▸ Instructions for the task
From the records below, print exactly the lines starting at the one containing "Target: person in red shirt" and ending at the one containing "Mark one point per instance of the workshop", ends included, and nothing else.

--

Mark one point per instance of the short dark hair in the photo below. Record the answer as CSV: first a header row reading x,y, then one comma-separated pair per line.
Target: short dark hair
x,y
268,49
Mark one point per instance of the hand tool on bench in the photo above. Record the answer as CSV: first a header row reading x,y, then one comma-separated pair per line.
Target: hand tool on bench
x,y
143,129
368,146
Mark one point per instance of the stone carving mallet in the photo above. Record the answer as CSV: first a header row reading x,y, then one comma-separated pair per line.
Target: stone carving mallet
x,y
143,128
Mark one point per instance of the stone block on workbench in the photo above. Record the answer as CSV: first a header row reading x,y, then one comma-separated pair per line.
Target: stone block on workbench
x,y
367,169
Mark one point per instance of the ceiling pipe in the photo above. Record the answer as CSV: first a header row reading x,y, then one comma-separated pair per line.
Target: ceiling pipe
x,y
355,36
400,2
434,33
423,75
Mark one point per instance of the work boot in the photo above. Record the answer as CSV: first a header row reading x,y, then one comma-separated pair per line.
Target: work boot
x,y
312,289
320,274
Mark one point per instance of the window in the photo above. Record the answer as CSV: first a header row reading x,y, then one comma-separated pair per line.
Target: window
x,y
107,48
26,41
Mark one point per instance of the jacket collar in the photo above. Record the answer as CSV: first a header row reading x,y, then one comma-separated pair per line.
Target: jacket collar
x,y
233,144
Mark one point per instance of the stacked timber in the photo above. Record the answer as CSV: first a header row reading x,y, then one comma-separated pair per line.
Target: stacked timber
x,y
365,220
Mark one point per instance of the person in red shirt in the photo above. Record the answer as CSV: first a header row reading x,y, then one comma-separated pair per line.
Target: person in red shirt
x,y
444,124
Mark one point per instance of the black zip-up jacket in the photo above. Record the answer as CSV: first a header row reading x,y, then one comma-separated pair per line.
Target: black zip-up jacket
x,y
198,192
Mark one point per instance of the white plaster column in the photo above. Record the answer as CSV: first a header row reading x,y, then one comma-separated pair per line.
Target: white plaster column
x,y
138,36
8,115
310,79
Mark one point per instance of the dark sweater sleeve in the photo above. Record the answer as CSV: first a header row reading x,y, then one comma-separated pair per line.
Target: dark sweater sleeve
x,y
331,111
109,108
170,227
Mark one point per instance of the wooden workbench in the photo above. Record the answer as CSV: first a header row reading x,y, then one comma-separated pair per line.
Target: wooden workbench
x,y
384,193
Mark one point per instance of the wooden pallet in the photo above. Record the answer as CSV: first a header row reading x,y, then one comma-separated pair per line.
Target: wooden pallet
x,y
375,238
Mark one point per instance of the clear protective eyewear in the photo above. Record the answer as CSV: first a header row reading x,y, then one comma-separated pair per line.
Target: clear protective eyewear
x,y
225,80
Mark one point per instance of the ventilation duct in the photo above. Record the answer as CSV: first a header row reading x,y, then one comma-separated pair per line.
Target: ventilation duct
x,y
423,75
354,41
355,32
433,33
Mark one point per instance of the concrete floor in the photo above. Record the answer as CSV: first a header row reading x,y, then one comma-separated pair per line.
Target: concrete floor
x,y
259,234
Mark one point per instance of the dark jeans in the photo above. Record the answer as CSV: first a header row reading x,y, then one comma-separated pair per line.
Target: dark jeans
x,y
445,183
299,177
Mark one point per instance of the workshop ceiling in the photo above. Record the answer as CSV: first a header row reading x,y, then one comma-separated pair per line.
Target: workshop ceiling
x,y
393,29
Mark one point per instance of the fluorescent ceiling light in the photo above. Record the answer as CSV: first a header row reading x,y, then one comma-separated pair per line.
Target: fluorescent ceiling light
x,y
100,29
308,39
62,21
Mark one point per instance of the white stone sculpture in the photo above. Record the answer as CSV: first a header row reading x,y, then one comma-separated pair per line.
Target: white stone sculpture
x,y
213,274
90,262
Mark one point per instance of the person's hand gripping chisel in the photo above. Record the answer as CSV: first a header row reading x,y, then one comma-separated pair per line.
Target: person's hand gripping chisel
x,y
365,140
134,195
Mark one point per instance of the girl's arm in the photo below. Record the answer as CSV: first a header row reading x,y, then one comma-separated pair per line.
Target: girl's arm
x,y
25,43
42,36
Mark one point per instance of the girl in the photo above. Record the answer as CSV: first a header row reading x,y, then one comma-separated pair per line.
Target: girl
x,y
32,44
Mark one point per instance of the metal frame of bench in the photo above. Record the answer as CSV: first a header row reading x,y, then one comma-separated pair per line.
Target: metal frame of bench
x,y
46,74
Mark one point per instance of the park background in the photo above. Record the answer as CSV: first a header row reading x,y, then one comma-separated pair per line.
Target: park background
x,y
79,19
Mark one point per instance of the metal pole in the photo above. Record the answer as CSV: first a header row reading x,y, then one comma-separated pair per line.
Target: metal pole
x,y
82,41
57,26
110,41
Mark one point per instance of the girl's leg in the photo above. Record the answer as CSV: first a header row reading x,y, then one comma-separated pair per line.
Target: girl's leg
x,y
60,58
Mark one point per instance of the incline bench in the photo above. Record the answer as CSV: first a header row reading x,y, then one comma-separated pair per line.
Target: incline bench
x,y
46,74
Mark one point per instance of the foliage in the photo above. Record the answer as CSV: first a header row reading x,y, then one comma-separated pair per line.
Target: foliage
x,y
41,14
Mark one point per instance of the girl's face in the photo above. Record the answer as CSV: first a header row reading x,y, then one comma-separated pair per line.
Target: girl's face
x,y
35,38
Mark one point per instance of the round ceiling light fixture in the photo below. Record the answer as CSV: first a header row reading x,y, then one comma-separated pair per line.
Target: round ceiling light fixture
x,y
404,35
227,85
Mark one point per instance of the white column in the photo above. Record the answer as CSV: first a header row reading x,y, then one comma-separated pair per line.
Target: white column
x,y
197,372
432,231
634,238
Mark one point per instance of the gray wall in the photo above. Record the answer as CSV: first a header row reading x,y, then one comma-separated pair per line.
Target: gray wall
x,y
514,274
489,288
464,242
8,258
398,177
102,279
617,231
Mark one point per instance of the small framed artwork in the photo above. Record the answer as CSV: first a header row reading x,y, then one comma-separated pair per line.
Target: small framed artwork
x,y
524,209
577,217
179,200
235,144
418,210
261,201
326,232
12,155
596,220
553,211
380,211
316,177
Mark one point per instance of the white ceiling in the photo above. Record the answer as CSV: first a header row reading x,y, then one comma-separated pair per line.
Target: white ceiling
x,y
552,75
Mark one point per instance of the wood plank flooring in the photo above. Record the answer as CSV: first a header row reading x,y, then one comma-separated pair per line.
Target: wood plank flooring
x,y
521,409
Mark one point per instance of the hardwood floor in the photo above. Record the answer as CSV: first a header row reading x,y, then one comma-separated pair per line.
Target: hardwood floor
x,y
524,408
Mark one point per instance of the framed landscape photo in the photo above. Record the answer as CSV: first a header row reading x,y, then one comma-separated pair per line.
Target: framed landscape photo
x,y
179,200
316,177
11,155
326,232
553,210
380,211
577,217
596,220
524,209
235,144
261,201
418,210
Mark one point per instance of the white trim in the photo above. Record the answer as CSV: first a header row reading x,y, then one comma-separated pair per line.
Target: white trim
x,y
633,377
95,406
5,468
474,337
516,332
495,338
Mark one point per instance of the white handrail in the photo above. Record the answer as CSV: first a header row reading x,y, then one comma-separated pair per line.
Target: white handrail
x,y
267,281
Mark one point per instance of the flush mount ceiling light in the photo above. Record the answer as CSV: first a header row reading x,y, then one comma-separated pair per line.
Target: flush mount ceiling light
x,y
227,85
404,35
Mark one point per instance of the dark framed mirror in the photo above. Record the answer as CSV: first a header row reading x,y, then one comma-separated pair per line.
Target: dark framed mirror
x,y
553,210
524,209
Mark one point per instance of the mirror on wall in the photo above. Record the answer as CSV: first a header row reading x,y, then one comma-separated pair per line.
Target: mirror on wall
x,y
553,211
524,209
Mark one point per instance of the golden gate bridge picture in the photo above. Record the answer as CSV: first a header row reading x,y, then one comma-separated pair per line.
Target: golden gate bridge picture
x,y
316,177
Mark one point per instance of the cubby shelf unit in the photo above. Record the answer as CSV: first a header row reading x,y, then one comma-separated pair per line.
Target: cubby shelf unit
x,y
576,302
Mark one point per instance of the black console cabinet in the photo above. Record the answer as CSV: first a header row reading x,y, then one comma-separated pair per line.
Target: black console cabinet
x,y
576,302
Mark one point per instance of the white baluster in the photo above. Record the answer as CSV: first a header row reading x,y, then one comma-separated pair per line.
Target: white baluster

--

▸ Output below
Target: person in red shirt
x,y
444,124
Mark one point per instance of the black zip-up jacket in the photo above. Record the answer as CSV: first a header row reading x,y, then one comma-separated pair per line.
Target: black zip-up jacket
x,y
198,192
Mark one point per instance of the white plaster column in the photo above. Record the answer as CSV: first a header row reading x,y, then one comma-separated pair per line.
Target: white plaster column
x,y
138,36
8,115
310,79
Mark one point per instance of the dark sweater sleeve in the photo above. Record the answer as CSV: first a header row reading x,y, then one comma-separated pair per line.
Target: dark sweater sleeve
x,y
331,111
109,108
170,227
Mark one point per instance of the wooden workbench in the photo above. Record the answer as CSV: first a header row reading x,y, then one comma-separated pair per line.
Target: wooden workbench
x,y
384,193
Mark one point per instance of the wooden pallet in the photo above. Record the answer as CSV: first a header row reading x,y, then one comma-separated pair per line.
Target: wooden pallet
x,y
375,238
Mark one point per instance of the clear protective eyewear in the photo above. Record the answer as CSV: first a header row reading x,y, then one comma-separated pair per line.
Target: clear protective eyewear
x,y
225,80
Mark one point per instance of the ventilation duct in the photo above. Record the answer as CSV: first a header row reading x,y, then one comma-separated pair per line.
Target: ventilation duct
x,y
423,75
354,41
355,32
433,33
Mark one point per instance of the concrete floor in the photo above. Record the answer as CSV: first a header row reading x,y, then one comma-separated pair per line.
Target: concrete floor
x,y
259,234
Mark one point per instance of the dark jeans in the photo above. Record the answer as CSV: first a header row reading x,y, then one comma-separated pair per line.
Target: dark jeans
x,y
445,183
299,177
Mark one point per instance of the workshop ceiling in the photo above. Record the answer as CSV: first a header row reading x,y, then one comma-separated pair per line.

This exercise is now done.